══ Records to process ══

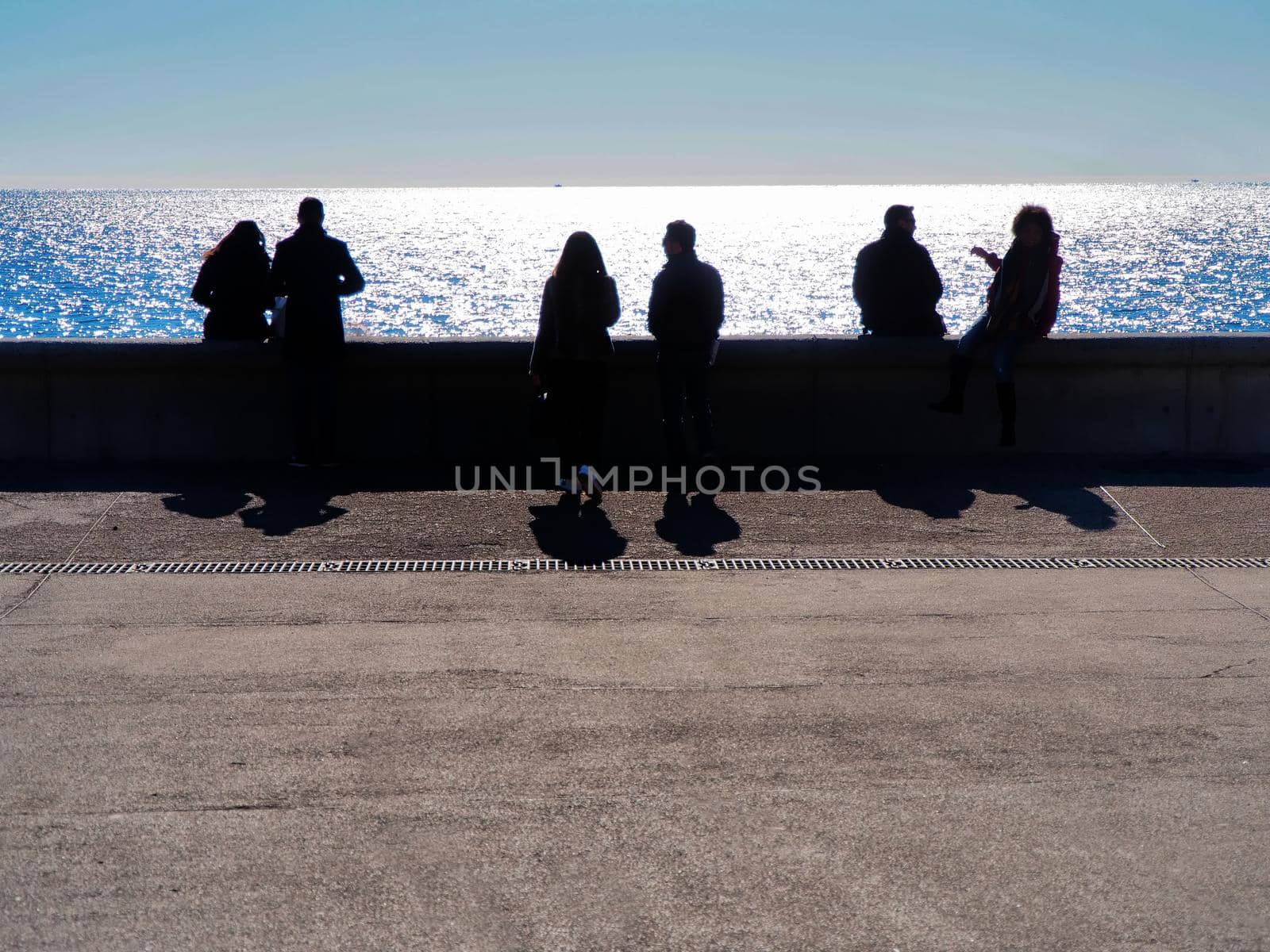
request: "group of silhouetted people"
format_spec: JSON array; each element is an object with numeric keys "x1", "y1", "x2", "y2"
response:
[
  {"x1": 192, "y1": 198, "x2": 1063, "y2": 474},
  {"x1": 190, "y1": 198, "x2": 366, "y2": 466},
  {"x1": 529, "y1": 221, "x2": 722, "y2": 497},
  {"x1": 852, "y1": 205, "x2": 1063, "y2": 447}
]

═══

-- Required task --
Rename "request" to "query" throughout the records and change nothing else. Leave the pictures out.

-- Full response --
query: "group of silhouetted people"
format_spec: JSON array; each element is an object with numeric keys "x1", "y1", "x2", "y2"
response:
[
  {"x1": 192, "y1": 198, "x2": 1063, "y2": 474},
  {"x1": 190, "y1": 198, "x2": 366, "y2": 466},
  {"x1": 529, "y1": 221, "x2": 722, "y2": 497},
  {"x1": 852, "y1": 205, "x2": 1063, "y2": 447}
]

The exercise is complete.